[Point-per-instance localization data]
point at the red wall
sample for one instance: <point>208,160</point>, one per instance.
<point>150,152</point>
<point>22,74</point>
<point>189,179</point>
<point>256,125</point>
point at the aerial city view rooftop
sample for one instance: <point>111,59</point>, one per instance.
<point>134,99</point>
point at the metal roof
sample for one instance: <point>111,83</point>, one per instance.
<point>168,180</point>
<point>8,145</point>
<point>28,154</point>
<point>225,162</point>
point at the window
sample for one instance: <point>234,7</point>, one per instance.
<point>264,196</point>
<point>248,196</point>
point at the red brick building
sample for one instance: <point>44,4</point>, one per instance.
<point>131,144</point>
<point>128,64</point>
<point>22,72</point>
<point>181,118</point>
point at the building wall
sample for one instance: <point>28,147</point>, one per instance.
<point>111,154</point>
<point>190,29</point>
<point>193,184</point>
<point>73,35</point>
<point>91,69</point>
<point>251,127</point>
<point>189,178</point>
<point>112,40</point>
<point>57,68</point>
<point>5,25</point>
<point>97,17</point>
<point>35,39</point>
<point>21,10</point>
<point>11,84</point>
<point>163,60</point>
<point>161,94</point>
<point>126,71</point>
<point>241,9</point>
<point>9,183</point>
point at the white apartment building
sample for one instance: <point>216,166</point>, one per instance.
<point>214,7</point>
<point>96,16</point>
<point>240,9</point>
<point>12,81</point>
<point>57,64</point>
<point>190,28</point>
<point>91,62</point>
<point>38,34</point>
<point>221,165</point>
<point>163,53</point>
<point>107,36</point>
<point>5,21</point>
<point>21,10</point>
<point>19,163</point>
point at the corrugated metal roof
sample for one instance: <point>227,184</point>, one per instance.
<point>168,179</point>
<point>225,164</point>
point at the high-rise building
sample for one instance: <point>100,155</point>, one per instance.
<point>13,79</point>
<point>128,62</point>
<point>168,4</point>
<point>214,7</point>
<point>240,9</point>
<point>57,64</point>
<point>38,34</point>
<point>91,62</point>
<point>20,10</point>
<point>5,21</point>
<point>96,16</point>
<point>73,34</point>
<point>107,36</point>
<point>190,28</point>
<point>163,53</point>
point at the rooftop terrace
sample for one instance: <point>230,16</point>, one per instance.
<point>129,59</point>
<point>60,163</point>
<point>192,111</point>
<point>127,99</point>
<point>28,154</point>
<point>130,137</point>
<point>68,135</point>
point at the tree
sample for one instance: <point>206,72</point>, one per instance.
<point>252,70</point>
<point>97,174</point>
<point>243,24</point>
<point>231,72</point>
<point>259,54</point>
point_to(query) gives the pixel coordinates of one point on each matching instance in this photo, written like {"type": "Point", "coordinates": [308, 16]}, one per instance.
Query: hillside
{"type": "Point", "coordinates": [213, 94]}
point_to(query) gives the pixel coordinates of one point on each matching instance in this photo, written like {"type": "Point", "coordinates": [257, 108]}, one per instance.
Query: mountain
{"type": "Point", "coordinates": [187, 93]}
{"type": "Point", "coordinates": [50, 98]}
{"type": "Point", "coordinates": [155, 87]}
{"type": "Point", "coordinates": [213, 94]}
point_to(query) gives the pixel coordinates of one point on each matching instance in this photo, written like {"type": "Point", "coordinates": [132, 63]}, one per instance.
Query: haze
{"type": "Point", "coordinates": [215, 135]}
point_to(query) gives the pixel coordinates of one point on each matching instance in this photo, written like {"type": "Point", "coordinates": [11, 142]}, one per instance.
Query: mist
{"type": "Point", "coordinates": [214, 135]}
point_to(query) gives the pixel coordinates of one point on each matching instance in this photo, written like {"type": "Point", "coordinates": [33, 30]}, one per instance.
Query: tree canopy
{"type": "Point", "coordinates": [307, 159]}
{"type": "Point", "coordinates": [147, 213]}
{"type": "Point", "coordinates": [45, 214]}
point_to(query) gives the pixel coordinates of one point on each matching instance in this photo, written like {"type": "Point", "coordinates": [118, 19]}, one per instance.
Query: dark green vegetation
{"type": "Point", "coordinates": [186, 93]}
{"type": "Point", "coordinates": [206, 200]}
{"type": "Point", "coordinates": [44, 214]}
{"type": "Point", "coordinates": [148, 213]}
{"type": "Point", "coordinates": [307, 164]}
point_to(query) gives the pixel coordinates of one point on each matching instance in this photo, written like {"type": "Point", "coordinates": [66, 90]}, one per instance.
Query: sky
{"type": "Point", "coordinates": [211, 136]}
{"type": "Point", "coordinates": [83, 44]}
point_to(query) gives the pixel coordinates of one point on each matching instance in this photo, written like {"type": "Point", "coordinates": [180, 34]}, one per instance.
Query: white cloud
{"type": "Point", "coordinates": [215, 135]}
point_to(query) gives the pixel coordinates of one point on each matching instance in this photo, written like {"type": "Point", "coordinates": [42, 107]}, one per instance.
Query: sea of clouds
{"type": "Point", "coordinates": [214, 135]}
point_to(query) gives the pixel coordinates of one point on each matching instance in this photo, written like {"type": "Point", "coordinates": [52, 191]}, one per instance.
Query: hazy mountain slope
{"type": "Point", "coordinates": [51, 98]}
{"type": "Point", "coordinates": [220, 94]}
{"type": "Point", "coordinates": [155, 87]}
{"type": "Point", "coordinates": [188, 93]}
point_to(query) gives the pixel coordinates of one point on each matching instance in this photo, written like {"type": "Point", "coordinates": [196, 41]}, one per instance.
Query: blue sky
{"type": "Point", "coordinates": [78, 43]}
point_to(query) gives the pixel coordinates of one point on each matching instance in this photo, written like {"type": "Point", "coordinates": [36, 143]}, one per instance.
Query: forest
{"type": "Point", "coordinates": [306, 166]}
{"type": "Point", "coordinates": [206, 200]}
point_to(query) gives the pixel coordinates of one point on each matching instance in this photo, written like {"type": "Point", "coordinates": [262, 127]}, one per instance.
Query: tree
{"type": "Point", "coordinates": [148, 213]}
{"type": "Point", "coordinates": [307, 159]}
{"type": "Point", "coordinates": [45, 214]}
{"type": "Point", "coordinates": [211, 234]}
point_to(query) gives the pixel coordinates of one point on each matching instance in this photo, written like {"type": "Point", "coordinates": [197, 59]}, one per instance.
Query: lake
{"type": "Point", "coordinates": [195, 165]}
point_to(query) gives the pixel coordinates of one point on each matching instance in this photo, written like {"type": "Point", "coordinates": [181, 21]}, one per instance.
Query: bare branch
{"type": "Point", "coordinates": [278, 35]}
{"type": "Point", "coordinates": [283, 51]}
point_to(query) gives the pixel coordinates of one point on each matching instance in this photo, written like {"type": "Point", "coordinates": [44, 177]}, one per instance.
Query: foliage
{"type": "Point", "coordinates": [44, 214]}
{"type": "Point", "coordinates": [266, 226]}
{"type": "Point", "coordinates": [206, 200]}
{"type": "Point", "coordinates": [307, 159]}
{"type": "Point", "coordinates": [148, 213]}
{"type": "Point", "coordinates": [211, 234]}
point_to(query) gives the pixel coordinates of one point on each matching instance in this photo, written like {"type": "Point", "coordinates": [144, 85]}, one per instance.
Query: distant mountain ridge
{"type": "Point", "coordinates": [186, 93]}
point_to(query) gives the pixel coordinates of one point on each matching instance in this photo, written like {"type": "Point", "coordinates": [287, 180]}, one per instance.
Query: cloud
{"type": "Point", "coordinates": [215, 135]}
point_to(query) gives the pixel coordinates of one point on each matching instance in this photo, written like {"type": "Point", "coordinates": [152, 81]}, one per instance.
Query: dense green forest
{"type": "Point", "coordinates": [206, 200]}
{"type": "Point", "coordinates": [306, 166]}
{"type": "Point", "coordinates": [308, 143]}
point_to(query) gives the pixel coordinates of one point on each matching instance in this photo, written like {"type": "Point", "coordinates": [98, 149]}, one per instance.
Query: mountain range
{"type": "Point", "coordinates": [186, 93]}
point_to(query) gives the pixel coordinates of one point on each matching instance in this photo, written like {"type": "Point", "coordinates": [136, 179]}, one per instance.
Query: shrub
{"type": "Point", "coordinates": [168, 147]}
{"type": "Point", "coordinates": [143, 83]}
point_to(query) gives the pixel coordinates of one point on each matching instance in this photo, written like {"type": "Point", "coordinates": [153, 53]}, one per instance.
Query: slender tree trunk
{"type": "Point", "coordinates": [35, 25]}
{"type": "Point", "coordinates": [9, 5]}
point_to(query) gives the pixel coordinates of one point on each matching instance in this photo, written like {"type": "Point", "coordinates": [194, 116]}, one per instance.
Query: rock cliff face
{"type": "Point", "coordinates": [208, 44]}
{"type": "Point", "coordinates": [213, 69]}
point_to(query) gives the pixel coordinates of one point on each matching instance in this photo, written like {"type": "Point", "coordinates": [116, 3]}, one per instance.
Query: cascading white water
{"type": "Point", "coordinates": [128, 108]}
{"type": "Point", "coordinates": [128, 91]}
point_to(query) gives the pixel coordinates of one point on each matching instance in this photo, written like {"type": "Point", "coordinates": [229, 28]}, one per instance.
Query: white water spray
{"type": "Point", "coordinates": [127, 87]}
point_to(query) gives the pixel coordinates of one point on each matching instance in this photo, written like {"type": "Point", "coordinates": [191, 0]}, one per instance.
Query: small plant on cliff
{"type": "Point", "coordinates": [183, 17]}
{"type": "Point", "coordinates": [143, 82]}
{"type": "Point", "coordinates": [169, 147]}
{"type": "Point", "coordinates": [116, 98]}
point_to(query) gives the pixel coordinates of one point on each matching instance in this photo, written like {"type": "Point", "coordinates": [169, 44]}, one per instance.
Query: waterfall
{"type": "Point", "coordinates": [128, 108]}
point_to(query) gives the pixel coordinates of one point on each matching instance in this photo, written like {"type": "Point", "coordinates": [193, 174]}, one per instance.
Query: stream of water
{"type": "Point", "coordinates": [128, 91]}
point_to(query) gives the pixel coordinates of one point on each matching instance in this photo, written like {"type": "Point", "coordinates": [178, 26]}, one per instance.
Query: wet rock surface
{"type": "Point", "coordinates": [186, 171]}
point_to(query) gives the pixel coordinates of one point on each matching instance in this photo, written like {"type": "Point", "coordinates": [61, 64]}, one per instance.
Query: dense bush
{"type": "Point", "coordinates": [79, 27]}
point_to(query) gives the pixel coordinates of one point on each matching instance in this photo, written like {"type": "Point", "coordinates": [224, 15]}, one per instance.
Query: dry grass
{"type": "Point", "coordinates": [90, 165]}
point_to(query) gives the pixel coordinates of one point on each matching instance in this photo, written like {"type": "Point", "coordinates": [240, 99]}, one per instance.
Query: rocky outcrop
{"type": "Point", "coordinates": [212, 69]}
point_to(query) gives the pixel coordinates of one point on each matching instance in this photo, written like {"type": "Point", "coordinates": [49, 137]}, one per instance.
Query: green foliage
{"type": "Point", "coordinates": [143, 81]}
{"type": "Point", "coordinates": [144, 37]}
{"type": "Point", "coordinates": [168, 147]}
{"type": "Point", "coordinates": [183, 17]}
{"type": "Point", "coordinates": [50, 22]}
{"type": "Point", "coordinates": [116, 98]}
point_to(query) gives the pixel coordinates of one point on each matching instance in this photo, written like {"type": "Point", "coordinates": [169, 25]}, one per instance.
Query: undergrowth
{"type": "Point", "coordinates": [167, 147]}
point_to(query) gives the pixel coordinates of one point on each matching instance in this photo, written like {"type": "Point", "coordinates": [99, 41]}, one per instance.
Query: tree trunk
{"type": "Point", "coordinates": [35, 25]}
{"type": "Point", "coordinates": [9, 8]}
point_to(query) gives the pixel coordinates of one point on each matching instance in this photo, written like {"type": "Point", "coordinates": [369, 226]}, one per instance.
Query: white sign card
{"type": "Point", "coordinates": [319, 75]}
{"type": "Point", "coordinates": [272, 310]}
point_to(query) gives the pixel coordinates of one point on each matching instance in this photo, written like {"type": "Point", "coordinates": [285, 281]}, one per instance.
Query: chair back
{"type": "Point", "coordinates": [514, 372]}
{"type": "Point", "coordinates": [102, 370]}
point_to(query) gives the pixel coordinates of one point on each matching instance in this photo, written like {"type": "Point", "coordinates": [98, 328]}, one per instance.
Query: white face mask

Exercise directions: The word "wall": say how many lines of the records hold it, and give nothing but the number.

The answer: 2